### Information given

** START **

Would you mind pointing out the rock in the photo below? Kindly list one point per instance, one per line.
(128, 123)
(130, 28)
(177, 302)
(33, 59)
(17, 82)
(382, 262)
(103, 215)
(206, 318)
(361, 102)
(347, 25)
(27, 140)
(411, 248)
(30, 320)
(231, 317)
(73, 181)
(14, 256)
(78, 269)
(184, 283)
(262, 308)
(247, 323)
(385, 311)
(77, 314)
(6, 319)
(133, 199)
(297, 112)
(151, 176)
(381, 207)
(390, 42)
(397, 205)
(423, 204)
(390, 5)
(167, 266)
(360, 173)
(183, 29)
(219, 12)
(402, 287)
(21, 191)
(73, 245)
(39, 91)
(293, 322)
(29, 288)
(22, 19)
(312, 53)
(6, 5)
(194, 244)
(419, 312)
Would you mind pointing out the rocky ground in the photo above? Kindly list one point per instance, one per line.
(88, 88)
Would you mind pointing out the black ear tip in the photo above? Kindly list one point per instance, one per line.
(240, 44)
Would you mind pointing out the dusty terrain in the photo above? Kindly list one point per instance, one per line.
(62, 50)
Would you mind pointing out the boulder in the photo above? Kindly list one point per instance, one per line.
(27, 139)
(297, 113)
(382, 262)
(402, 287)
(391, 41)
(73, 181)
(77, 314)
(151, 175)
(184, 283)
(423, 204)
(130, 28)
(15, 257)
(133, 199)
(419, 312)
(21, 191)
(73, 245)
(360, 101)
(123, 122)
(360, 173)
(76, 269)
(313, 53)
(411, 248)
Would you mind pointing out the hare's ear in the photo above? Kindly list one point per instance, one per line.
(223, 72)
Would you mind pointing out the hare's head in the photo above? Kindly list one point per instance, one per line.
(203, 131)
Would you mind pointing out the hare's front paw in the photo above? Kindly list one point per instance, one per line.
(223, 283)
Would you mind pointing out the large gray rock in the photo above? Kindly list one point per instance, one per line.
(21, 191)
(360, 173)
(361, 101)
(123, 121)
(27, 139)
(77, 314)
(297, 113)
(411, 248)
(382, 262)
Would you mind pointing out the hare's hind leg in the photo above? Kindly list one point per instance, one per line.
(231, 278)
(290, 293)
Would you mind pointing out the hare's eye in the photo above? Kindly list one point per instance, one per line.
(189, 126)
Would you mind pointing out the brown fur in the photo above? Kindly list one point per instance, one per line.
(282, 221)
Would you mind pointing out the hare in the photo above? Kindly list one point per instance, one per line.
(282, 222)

** END **
** START **

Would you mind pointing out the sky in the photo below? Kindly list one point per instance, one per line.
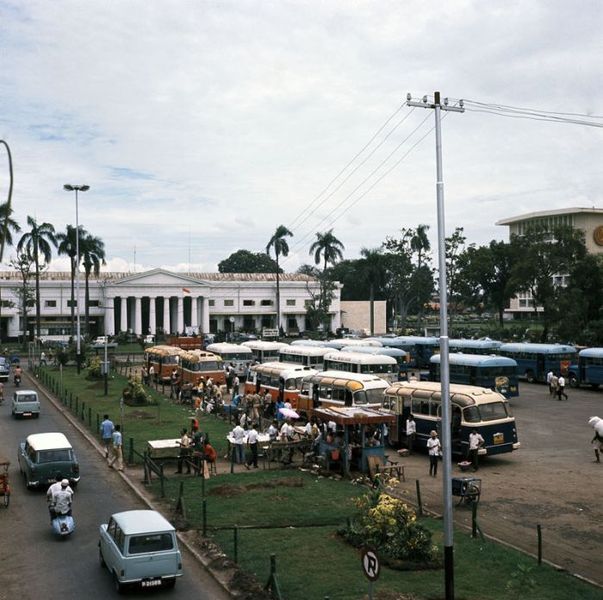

** END **

### Task
Report every line of the records above that contains the word "below", copying each such line in full. Case counts.

### Result for this exercise
Would you mind pointing out the rock in the photo below? Kindly list one point per instance, one per line.
Would you mind pointing out the sky in the photo below? Kindly list one point per instance, one per line.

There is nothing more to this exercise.